* Start *

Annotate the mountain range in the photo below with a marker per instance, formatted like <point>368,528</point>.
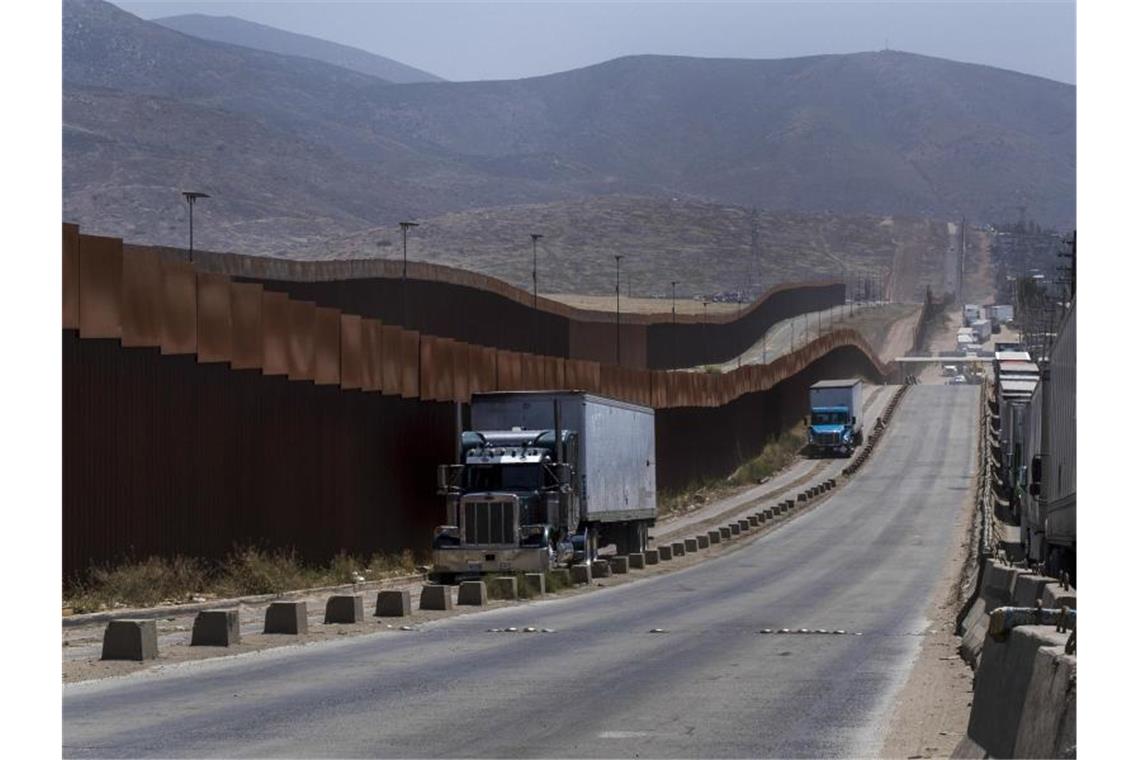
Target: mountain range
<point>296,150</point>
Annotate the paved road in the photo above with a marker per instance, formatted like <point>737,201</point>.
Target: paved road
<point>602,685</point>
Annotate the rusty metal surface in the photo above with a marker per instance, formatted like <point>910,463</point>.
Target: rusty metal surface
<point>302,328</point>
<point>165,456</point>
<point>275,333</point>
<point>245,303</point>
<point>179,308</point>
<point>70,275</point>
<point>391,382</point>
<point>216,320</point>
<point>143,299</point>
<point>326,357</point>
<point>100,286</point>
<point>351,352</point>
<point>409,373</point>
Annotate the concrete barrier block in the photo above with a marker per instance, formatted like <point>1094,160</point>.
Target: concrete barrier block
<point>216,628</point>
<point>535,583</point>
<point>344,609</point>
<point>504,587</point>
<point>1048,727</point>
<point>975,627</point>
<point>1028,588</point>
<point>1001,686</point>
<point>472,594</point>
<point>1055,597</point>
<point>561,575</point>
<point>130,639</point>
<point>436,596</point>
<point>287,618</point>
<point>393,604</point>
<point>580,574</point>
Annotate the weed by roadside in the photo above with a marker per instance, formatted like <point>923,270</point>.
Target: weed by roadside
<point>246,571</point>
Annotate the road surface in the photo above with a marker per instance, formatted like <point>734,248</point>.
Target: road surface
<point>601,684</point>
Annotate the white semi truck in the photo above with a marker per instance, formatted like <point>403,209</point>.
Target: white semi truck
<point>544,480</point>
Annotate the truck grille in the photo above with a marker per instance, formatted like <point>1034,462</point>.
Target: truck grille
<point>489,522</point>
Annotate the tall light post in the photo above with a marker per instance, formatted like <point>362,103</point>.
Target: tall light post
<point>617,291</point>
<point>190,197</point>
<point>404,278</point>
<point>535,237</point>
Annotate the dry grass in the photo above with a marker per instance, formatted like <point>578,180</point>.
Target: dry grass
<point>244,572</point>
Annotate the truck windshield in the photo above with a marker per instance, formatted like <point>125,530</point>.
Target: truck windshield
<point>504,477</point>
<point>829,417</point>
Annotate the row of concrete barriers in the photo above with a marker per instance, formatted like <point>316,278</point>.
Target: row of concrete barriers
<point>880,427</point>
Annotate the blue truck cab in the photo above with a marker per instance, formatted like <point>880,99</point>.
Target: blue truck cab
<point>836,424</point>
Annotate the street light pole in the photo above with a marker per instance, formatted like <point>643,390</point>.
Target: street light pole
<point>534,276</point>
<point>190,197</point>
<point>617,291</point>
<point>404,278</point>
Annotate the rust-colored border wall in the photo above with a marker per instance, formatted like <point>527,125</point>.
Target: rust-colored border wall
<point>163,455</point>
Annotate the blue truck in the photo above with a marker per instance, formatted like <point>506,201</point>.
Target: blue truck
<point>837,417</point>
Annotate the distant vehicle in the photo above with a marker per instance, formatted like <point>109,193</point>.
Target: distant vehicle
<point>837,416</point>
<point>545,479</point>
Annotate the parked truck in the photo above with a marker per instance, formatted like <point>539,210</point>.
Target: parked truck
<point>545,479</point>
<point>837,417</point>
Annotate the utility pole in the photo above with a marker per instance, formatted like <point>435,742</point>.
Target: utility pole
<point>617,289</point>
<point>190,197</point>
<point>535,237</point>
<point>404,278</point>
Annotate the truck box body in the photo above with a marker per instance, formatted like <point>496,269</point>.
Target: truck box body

* End *
* Start *

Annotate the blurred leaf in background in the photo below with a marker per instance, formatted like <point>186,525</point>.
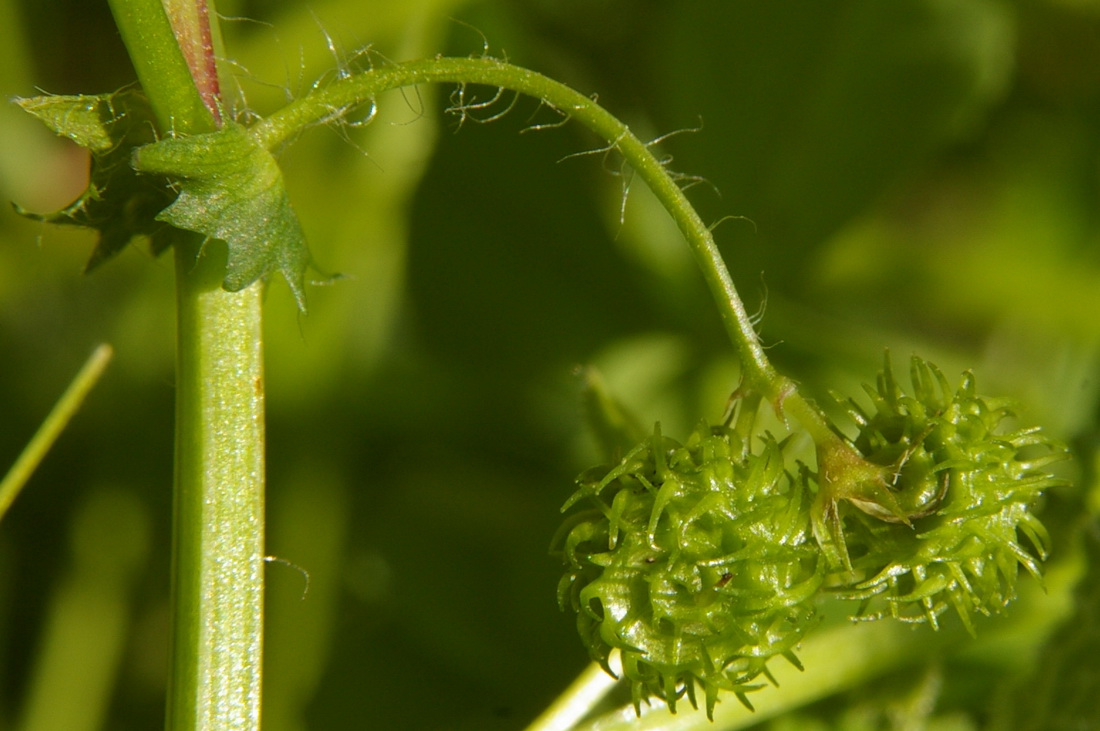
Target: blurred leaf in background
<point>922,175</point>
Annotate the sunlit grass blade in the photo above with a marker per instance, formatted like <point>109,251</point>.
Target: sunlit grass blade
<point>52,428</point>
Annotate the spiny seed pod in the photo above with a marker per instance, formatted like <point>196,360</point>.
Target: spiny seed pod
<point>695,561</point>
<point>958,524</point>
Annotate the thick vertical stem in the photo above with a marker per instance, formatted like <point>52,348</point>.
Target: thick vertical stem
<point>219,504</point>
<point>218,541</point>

* End *

Collect every line of the items above that contains the string "grille", matching case exactly.

* **Reply**
Annotate the truck grille in the photo above with a marker per instance, formatted like <point>1034,462</point>.
Target: truck grille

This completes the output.